## Consignes
(a) Dans le texte fourni sur le budget des droits des femmes, recopiez le passage qui commence aux mots "Le sujet inquiète" et s'arrête après "totales de l'Etat.", en changeant "budget" en "financement".
(b) Rédigez la suite du texte fourni sur le budget des droits des femmes, juste après sa dernière phrase.

## Texte fourni

......

Le sujet inquiète les associations féministes depuis plusieurs jours. Malgré les promesses de la secrétaire d'Etat Marlène Schiappa, le budget alloué à la défense des droits des femmes pour 2017 pourrait être allégé de 7,5 millions d’euros, selon un projet de décret retrouvé par Le Monde. Une restriction d'un quart de la somme totale allouée en 2016, alors que la lutte pour le respect des droits des femmes ne représente que 0,0066% des dépenses totales de l'Etat.

"Ce n’est pas en internalisant les réceptions au ministère qu’on va trouver cet argent. Les associations seront forcément touchées", s'agace une responsable associative. A quoi servent précisément ces fonds publics ? Quelles seraient les conséquences d'une diminution de ces aides ? Pour franceinfo, plusieurs de ces associations témoignent.

1Ecouter les femmes victimes de violences

"Notre première mission est d'écouter", confie à franceinfo Françoise Brié, directrice générale de la Fédération nationale solidarité femmes (FNSF). Parmi d'autres numéros verts thématiques (contre le viol, les violences au travail...), le numéro "3919 – Violences femmes info", tenu par l'association depuis 1992, permet aux femmes victimes de violences conjugales d'être "écoutées", "conseillées" et "orientées" par l'une des 25 salariées de la ligne. La FNSF est également à la tête d'un réseau de 67 associations locales, qui reçoivent quotidiennement les femmes victimes de violences.

Les femmes qui appellent ont souvent l'occasion de raconter pour la première fois leur histoire.

......

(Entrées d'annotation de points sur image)
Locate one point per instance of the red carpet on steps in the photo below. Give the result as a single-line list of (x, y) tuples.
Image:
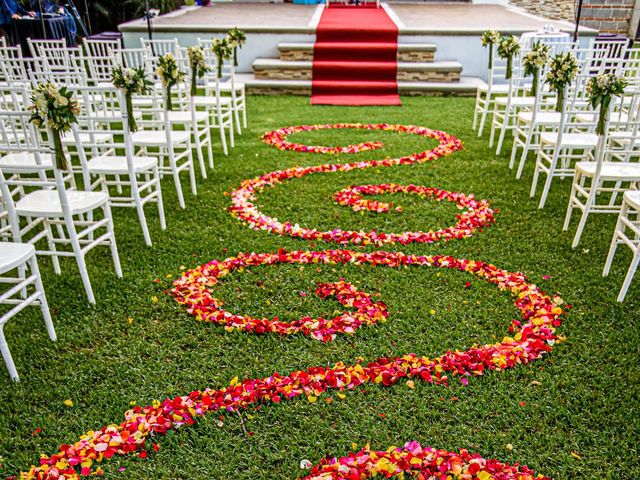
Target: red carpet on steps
[(355, 57)]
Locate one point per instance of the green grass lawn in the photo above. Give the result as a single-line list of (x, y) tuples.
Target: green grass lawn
[(580, 416)]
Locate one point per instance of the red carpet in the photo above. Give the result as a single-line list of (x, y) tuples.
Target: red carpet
[(355, 57)]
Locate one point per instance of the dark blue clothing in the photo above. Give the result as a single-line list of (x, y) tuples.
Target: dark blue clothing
[(49, 6), (8, 8)]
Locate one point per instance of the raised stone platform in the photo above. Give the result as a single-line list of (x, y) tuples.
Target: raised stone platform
[(276, 69), (280, 39), (466, 86), (415, 52)]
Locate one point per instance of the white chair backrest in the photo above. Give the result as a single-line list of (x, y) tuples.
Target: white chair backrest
[(101, 56), (135, 58), (37, 174), (71, 74), (101, 48), (157, 48), (13, 67)]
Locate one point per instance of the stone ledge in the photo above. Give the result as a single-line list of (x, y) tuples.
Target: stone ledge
[(407, 52), (407, 71), (467, 86)]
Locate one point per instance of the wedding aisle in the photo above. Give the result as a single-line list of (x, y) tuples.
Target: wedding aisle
[(355, 57)]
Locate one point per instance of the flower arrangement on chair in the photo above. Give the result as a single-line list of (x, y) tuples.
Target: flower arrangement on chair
[(237, 38), (56, 109), (489, 39), (199, 67), (221, 47), (169, 74), (533, 61), (507, 48), (601, 89), (563, 69), (130, 81)]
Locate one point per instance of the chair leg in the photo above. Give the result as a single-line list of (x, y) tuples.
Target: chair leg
[(630, 273), (232, 141), (44, 305), (614, 246), (572, 199), (485, 111), (196, 138), (536, 174), (494, 122), (590, 201), (176, 178), (163, 222), (514, 148), (114, 246), (475, 112), (547, 183), (52, 248), (244, 111), (223, 137), (140, 209), (192, 168), (82, 265), (6, 355), (209, 143), (236, 115), (525, 153), (503, 130)]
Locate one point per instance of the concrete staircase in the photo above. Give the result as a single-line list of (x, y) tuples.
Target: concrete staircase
[(418, 72)]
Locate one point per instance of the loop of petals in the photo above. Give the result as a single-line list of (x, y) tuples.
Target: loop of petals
[(531, 337), (479, 214), (421, 462)]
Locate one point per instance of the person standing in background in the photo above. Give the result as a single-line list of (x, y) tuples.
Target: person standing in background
[(11, 10)]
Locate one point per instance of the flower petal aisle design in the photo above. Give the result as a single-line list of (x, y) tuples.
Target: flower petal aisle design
[(478, 216), (528, 338)]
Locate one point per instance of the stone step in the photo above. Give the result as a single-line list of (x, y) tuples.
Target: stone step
[(407, 52), (467, 86), (276, 69)]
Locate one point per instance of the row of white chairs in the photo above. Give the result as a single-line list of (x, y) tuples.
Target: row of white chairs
[(604, 169)]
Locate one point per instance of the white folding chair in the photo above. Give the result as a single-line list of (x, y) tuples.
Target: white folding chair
[(232, 86), (101, 56), (13, 67), (50, 202), (507, 107), (219, 107), (529, 124), (592, 181), (19, 294), (159, 47), (197, 121), (486, 94), (157, 138), (573, 140), (135, 179), (628, 219)]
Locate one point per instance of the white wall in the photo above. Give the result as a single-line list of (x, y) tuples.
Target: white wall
[(259, 45), (466, 49)]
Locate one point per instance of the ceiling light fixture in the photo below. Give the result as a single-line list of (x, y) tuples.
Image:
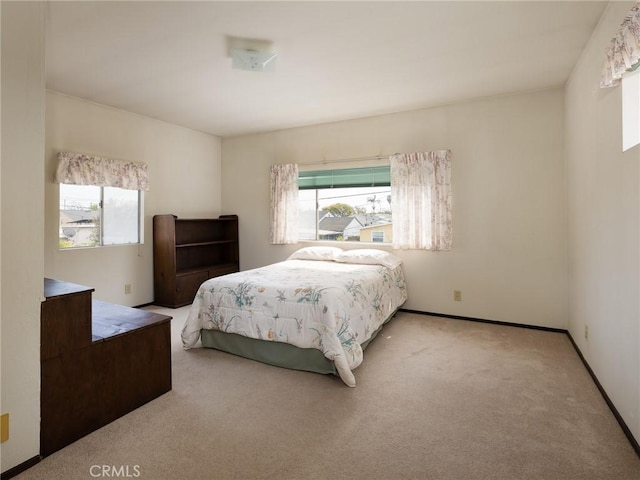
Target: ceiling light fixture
[(253, 60)]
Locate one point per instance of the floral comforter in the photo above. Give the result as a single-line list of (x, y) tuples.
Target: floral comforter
[(330, 306)]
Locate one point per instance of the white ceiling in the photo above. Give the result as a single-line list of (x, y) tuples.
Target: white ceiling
[(336, 60)]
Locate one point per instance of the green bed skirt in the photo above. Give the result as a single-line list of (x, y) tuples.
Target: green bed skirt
[(275, 353)]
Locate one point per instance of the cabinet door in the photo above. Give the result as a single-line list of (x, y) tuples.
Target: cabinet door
[(187, 286)]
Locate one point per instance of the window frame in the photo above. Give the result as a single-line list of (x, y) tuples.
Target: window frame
[(100, 218), (347, 177)]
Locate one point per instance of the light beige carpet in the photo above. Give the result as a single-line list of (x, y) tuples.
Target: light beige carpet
[(436, 399)]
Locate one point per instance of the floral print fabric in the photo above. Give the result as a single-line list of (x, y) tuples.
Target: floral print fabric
[(284, 204), (329, 306), (80, 169), (624, 52), (421, 199)]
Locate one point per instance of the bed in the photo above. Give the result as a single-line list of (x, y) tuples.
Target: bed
[(315, 311)]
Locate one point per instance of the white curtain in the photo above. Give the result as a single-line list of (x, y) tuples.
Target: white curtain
[(624, 52), (80, 169), (421, 200), (284, 204)]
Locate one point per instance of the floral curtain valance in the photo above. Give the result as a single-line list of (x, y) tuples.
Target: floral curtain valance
[(624, 52), (421, 196), (284, 204), (80, 169)]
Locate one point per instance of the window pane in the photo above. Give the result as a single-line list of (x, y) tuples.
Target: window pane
[(79, 216), (345, 214), (120, 216)]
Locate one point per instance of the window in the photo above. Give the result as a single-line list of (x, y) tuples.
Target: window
[(92, 216), (377, 236), (343, 204), (631, 109)]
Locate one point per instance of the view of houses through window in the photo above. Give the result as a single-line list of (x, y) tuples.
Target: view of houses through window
[(354, 214), (92, 216)]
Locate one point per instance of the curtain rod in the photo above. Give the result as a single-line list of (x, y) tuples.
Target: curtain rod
[(341, 160)]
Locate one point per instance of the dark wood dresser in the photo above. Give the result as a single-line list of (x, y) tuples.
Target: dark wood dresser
[(99, 361), (189, 251)]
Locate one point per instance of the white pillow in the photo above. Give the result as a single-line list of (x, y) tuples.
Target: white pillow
[(369, 256), (315, 253)]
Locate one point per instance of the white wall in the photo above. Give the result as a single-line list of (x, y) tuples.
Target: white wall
[(184, 171), (604, 227), (509, 254), (22, 224)]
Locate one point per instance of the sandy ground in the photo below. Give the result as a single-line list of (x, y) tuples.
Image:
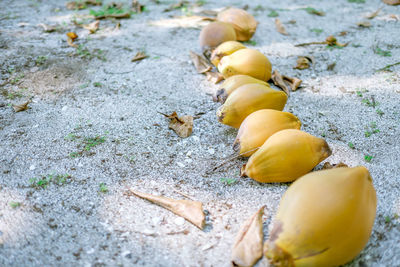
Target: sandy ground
[(93, 119)]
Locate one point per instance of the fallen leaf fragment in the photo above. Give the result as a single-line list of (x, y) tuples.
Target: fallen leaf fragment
[(214, 77), (21, 107), (392, 2), (248, 247), (48, 28), (92, 27), (183, 126), (373, 14), (364, 24), (327, 165), (277, 78), (190, 210), (304, 62), (139, 56), (279, 27), (200, 62), (293, 82)]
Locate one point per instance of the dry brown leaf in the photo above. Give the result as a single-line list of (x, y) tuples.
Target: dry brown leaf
[(21, 107), (214, 77), (200, 62), (178, 5), (278, 81), (48, 28), (364, 24), (183, 126), (327, 165), (280, 28), (82, 4), (92, 27), (137, 7), (373, 14), (248, 247), (139, 56), (303, 62), (392, 2), (293, 82), (191, 210)]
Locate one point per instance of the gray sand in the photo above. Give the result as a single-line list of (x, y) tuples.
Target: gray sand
[(117, 101)]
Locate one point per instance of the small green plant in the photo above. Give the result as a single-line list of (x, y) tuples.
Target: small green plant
[(17, 79), (273, 14), (368, 158), (84, 52), (250, 42), (40, 60), (14, 204), (93, 141), (317, 30), (228, 181), (313, 11), (383, 53), (109, 10), (103, 188), (44, 181)]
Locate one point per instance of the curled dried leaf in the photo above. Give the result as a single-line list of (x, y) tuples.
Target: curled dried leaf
[(200, 62), (190, 210), (183, 126), (48, 28), (248, 246), (277, 78), (21, 107), (139, 56), (327, 165), (364, 24), (280, 28), (214, 77), (373, 14), (392, 2), (293, 82), (92, 27), (304, 62)]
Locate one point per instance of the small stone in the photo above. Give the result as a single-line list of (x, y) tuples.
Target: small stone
[(179, 221)]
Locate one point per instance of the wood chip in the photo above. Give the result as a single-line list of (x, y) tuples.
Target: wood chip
[(190, 210), (139, 56), (248, 246), (364, 24), (92, 27), (278, 81), (183, 126), (201, 63), (214, 77), (280, 28)]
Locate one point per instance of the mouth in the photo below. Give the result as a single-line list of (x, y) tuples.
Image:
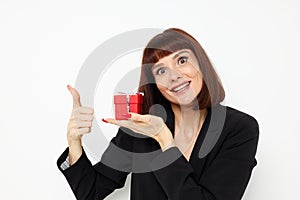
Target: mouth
[(181, 87)]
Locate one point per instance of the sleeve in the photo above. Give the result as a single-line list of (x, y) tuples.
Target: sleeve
[(90, 182), (227, 176)]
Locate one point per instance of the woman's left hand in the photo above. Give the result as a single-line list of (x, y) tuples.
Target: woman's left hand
[(149, 125)]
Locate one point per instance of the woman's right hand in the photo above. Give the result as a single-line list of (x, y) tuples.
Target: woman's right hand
[(80, 123)]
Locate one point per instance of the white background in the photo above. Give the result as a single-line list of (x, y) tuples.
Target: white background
[(252, 44)]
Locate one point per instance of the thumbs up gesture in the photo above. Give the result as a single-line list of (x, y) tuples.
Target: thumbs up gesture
[(81, 118)]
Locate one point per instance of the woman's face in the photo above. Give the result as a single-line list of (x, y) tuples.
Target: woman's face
[(178, 77)]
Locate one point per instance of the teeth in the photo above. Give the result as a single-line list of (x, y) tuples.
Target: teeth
[(181, 87)]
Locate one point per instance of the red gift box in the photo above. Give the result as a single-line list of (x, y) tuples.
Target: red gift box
[(125, 103)]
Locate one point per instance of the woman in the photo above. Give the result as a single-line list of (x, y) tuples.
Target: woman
[(176, 74)]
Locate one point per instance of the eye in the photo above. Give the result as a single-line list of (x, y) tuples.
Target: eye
[(160, 71), (182, 60)]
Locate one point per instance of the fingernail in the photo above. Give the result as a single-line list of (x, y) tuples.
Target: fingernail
[(104, 120)]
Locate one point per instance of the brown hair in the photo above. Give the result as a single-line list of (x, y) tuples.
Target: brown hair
[(165, 43)]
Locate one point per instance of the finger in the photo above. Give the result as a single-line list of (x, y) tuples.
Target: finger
[(75, 95), (82, 131), (141, 118), (84, 117), (110, 120)]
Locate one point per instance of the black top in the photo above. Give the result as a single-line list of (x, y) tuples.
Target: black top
[(219, 167)]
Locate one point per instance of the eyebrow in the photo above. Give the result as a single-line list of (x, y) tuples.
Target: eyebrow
[(175, 56)]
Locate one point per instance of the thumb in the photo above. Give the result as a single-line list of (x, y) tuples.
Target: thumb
[(75, 95)]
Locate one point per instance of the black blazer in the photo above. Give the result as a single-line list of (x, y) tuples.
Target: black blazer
[(222, 174)]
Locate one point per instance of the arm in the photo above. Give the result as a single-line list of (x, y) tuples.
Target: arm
[(98, 181), (227, 176)]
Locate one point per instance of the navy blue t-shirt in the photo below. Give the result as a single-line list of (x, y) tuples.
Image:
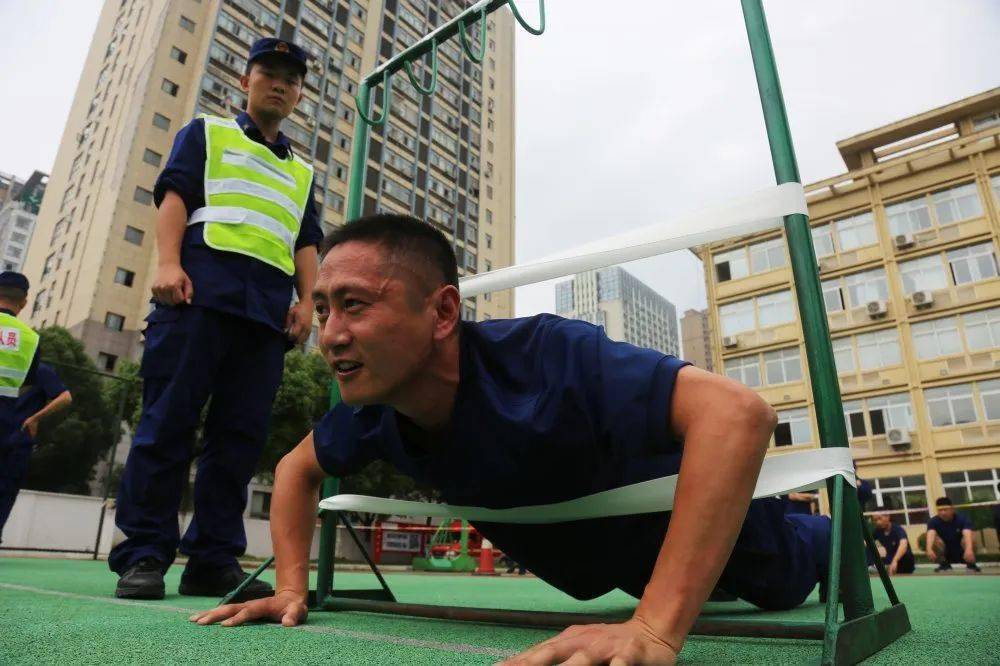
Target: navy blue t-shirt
[(950, 531), (228, 281), (547, 410), (891, 541)]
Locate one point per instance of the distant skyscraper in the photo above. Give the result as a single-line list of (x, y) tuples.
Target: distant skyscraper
[(696, 339), (628, 309)]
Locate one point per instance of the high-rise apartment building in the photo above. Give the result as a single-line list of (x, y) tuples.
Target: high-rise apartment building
[(19, 204), (154, 64), (628, 309), (696, 339), (906, 243)]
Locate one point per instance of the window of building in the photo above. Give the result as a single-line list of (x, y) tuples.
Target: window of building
[(124, 277), (744, 369), (142, 195), (783, 365), (152, 157), (115, 322), (133, 235), (973, 263), (973, 486), (161, 121), (904, 494), (793, 427), (106, 361), (950, 405)]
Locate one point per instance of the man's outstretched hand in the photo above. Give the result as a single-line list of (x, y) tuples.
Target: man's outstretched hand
[(628, 643), (288, 608)]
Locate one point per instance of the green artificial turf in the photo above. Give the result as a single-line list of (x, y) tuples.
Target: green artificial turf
[(63, 611)]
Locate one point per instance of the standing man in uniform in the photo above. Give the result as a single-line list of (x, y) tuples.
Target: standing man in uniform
[(237, 228), (19, 374)]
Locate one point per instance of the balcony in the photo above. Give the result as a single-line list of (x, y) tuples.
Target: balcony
[(877, 446), (842, 260), (858, 317), (939, 235), (962, 364), (956, 296), (866, 380), (755, 282), (973, 434)]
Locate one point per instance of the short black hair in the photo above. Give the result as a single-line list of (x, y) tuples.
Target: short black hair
[(400, 235)]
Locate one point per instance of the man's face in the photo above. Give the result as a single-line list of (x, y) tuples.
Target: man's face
[(273, 87), (376, 329)]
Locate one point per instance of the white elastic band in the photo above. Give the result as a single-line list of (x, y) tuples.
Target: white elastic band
[(240, 186), (257, 165), (758, 212), (787, 473), (237, 215)]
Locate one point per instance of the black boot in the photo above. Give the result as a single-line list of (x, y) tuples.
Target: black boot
[(144, 580), (204, 582)]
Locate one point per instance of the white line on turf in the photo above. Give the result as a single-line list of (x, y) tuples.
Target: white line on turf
[(463, 648)]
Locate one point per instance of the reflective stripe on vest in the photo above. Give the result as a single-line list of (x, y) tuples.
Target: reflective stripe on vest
[(254, 201), (18, 344)]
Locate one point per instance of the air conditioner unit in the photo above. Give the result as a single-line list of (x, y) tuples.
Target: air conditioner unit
[(923, 298), (877, 309), (898, 438)]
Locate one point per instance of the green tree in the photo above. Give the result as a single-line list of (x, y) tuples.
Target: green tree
[(71, 442)]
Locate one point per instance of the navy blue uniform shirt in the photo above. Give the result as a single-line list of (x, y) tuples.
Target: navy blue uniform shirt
[(547, 410), (891, 541), (228, 281), (951, 531)]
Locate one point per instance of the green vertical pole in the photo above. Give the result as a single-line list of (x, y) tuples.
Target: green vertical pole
[(331, 486), (857, 594)]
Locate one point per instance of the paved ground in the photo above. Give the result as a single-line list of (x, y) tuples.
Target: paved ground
[(62, 611)]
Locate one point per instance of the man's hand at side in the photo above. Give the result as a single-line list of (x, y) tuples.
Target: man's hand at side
[(631, 642), (288, 608)]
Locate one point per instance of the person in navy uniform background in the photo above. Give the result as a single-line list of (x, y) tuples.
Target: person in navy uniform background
[(949, 538), (538, 410), (237, 228), (44, 396), (898, 556)]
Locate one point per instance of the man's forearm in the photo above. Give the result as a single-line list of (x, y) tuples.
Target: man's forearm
[(293, 521), (306, 267), (718, 474), (171, 222)]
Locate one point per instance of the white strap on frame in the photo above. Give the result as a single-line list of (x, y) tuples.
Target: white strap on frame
[(786, 473), (758, 212)]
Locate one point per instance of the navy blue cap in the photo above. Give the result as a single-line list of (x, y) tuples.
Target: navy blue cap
[(271, 46), (14, 279)]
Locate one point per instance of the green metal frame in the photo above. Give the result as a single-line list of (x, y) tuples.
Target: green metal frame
[(863, 630)]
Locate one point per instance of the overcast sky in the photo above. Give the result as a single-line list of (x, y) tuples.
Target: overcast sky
[(624, 118)]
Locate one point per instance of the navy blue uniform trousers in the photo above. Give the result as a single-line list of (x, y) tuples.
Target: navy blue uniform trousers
[(193, 353)]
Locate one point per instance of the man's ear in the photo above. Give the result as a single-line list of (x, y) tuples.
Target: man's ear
[(448, 308)]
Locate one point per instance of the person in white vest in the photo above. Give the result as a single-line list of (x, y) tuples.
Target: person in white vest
[(237, 229)]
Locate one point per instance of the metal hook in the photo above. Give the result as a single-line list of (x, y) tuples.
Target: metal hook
[(387, 85), (467, 46), (520, 19), (413, 79)]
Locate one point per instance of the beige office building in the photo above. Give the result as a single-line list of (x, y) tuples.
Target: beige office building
[(696, 339), (155, 64), (906, 242)]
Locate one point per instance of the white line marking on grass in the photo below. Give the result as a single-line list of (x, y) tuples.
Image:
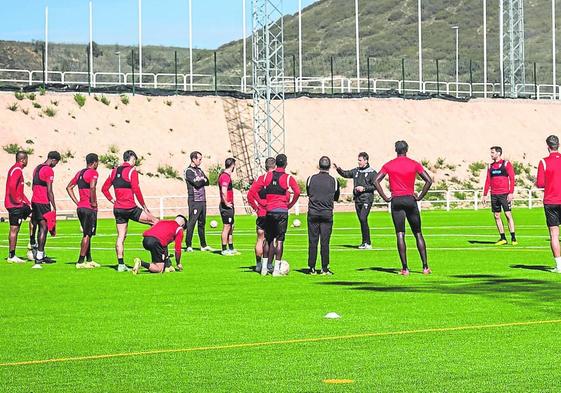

......

## Réponses
(a)
Le sujet inquiète les associations féministes depuis plusieurs jours. Malgré les promesses de la secrétaire d'Etat Marlène Schiappa, le financement alloué à la défense des droits des femmes pour 2017 pourrait être allégé de 7,5 millions d’euros, selon un projet de décret retrouvé par Le Monde. Une restriction d'un quart de la somme totale allouée en 2016, alors que la lutte pour le respect des droits des femmes ne représente que 0,0066% des dépenses totales de l'Etat.

(b)
François Brié, directrice générale de la FNSF

à franceinfo

Avec un peu plus d'1,4 million d'euros en 2017, la FNSF est l'association la plus subventionnée du secteur. Pourtant, sa responsable se dit "inquiète" de la possible fonte des aides publiques. Alors que le nombre d'appels augmente chaque année (65 800 en 2015), le licenciement de salariées dégraderait le service rendu aux femmes victimes et les conditions de travail du personnel. "On ne peut pas gérer des situations complexes sans avoir un travail d’équipe, souligne Françoise Brié. Quand il y a un danger de mort, il faut avoir des regards croisés."

"L'accueil dans les associations fonctionne déjà grâce à quelques salariées mal payées et soumises à des pressions dingues, s'insurge auprès de franceinfo Raphaëlle Rémy-Leleu, porte-parole d'Osez le féminisme, association qui ne touche pas d'aides du ministère. Avec cette baisse de subventions, on va renforcer la souffrance au travail de femmes qui font déjà un travail remarquable."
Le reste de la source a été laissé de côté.